WORK INSTRUCTIONS:
Write down every entry once more, exactly as it reads.

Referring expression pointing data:
Segment Open

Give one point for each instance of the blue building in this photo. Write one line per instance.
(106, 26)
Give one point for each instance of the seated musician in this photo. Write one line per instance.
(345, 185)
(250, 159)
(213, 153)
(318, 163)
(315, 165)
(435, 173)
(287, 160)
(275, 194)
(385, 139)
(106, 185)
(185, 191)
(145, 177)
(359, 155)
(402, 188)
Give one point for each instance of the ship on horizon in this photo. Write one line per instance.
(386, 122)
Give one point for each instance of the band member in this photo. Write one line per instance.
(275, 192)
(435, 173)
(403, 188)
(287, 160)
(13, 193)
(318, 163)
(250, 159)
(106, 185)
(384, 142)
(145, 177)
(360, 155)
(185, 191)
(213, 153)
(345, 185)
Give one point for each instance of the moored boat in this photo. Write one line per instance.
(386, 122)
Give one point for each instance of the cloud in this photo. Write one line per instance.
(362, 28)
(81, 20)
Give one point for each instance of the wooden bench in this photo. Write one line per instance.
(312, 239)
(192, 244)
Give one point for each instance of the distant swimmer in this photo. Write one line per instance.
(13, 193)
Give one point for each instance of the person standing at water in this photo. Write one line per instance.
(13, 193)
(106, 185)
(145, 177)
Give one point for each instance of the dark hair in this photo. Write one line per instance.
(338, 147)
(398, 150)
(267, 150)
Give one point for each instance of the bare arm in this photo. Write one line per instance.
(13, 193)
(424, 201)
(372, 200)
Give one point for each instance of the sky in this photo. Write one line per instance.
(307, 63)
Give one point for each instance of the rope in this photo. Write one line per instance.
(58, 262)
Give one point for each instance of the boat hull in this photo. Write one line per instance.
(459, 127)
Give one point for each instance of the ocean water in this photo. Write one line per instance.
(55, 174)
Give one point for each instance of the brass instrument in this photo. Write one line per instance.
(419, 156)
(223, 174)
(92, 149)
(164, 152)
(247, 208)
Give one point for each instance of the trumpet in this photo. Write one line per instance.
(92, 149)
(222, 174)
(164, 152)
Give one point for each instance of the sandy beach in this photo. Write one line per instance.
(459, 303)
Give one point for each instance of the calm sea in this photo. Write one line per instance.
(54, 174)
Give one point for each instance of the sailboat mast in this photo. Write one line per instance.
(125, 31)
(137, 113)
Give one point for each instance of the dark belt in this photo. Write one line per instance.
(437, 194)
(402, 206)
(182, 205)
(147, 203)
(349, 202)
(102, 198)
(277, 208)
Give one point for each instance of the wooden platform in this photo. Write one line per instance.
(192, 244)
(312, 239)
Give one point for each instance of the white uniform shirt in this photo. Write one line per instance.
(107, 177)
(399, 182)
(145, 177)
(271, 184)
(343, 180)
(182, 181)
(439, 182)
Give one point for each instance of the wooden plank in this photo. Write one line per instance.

Segment Closed

ANSWER BELOW:
Give one point for each instance of the blue building in this photo. Write one line per instance.
(106, 26)
Give one point for each instance of the seated musician in this photo. Write one line per instance.
(345, 185)
(250, 159)
(213, 153)
(318, 163)
(315, 165)
(435, 173)
(287, 160)
(275, 194)
(385, 139)
(106, 185)
(185, 191)
(145, 177)
(359, 155)
(402, 188)
Give one point for each instance of the ship on horizon in this photo. Write one line per instance.
(386, 122)
Give one point for each instance of the band member in this photo. Write one line per instance.
(275, 192)
(435, 173)
(403, 188)
(287, 160)
(13, 193)
(318, 163)
(250, 159)
(106, 185)
(384, 142)
(145, 177)
(360, 155)
(185, 191)
(213, 153)
(345, 185)
Give one point for each instance of the moored boat in this photo. Write one line per instance.
(386, 122)
Give one point for each instance of the cloud in this photo. Write one line per instance.
(362, 28)
(81, 20)
Give one point for each instance of the wooden bench in this photo. Write one line per instance.
(312, 239)
(192, 244)
Give one point for each instance of the distant swimmer in this photo. Write one line per instance.
(13, 193)
Give one point for each instance of the person standing at water in this photo. Write one line per instance.
(13, 193)
(106, 185)
(145, 177)
Give one point for each instance of the dark hair in this photo. Write one line per instance.
(338, 147)
(398, 150)
(267, 150)
Give one point for each instance of the bare arm in this photo. Write one line per instance.
(13, 193)
(424, 201)
(372, 200)
Give one point for each instance of the sky in this photo. Write one line per instance.
(307, 63)
Give one point for each instance of the rope in this photo. Write one line per instance.
(58, 262)
Give one point for each instance of the boat hull in this photo. Write one line per instance.
(459, 127)
Give one point for each instance of the ocean water in this photo. Write one line per instance.
(55, 174)
Give one point for each instance of the brass instrument in this photo. Write one line per instance.
(419, 156)
(223, 174)
(92, 149)
(164, 152)
(247, 208)
Give one point for each instance of the trumpet in this photo. Write one line per instance.
(92, 149)
(222, 174)
(164, 152)
Give one point for each instance of the sandy beach in this photo. Write one line per instance.
(459, 303)
Give one point for each instance of the calm sea in this photo. Write one line per instance.
(54, 174)
Give one point for each instance of the sailboat mast in this photo. Write one line per instance.
(125, 31)
(137, 113)
Give one point for each instance of the dark belt in this photo. Write one line per instance.
(437, 194)
(402, 206)
(182, 205)
(147, 203)
(349, 202)
(102, 198)
(277, 208)
Give one point for each instance of the wooden platform in this photo. Write one line per instance.
(192, 244)
(312, 239)
Give one point for each instance of the white uniform shirt in this photo. Write one line per instance.
(107, 177)
(399, 182)
(145, 177)
(271, 184)
(343, 180)
(182, 181)
(439, 182)
Give one point for each instance of the wooden plank in this photo. Write one line per instance.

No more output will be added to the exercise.